Uit te voeren taken:
1/ Vat de tekst over het vroegmoderne Europa samen in twee zinnen.
2/ Zet de tekst over het vroegmoderne Europa voort na de laatste zin.

Te lezen tekst:

Samenvatting Vroegmoderne Geschiedenis
Chapter 1: Medieval Legacies and Transforming Discoveries
Middeleeuwse continuïteiten
Fragmentatie van Europa
Rond 1500 was Europa een massa van honderden gefragmenteerde staten die ontstonden tijdens
het Romeinse en Karolingische rijk. Dit waren onafhankelijke duchies, stadstaten etc. Veel zaken
werden hier lokaal georganiseerd met confusing overlappende jurisdictions. De fragmentatie kwam
deels door het drie systeem van recht; canon, civil en gebruikelijke. De politieke fragmentatie werd
gesteund door culturele; veel verschillende talen werden gesproken. Afstand en communicatie hielp
ook niet mee.
Kruispunt van culturen
Het christendom was een common cultuur in Europa, met de centralisatie van de monarchies en de
kerk kwam er een conflict tussen de twee. Langzaamaan trokken de prinsen zich niks aan van de
geestelijken ook al waren zij misschien wel gekroond door hen. In het Ottomaanse rijk was de sultan
de baas van het politieke en religieuze. Met de kruistochten probeerden de christenen land van de
moslims terug te pakken. Ook de Ottomanen veroverden veel gebieden. Constantinopel viel zo in
1453. De Ottomanen pakten ook Europees territorium wat zorgde voor (grens)conflicten met de
christenen. Het Ottomaanse rijk was multiculti. Ze kregen een state council die kansen in hun
voordeel kon zetten (de Divan). Ze hadden een groot leger en effectieve diplomatie. Centrale en Oost
Europese staten tolereerden (net als de Ottomanen) andere religieuze mensen. West Europese
Christelijke staten vervolgden echter wel moslims en vaak joden. In Venetië ging zo bijvoorbeeld nog
een defensive tegen de Islam.

Aangeleverde gegevens:

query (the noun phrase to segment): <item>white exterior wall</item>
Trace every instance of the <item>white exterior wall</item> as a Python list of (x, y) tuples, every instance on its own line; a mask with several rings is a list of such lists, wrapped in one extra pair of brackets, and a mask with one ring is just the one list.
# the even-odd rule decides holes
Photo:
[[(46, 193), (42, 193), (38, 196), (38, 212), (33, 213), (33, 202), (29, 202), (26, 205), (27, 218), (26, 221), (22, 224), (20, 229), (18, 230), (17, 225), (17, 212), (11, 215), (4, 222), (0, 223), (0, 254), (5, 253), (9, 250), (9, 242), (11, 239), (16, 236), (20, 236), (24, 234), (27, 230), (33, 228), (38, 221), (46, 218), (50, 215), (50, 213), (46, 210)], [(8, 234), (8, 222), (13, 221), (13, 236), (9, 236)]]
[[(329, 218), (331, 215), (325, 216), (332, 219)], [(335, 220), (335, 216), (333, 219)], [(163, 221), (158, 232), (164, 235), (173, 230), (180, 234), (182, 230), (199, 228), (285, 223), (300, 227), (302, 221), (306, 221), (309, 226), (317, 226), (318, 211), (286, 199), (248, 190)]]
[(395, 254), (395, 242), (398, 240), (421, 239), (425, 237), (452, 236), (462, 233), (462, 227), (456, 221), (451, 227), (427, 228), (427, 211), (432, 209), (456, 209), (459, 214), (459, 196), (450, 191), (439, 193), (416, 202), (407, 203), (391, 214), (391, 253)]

De antwoorden:
1/ Rond 1500 was Europa versnipperd in honderden staten, een fragmentatie die deels voortkwam uit drie rechtssystemen en werd versterkt door de vele gesproken talen en door afstand en gebrekkige communicatie. Het christendom vormde een gemeenschappelijke cultuur in Europa, terwijl in het Ottomaanse rijk, dat in 1453 Constantinopel veroverde en ook Europees grondgebied innam, de sultan zowel politiek als religieus aan het hoofd stond.

2/
De structuur van society
(Vanaf) de ME society was grofweg verdeeld in: geestelijkheid (Verdeeld in 2en. Had vele rollen als
leraar, rechter, landlord etc. Met de evolutie van de moderne staat kwam dit in de twijfel. Deel
zonderde zich gewoon af; monniken), nobles (Hadden het meeste van het land, niet werken maar
monarch verdedigen en familie honoren) en boeren (Bescherming in ruil voor werk). De burgers in
steden stonden hier net buiten, de meeste steden hadden deels een eigen regering.
Er waren veel arme mensen die door de kerk geholpen werden; die zagen deze daden als essentieel
voor salvation en hielpen zo vele arme mensen te overleven. Stedelingen en dorpelingen vonden de
arme buitenstanders eng; want denk aan bandieten.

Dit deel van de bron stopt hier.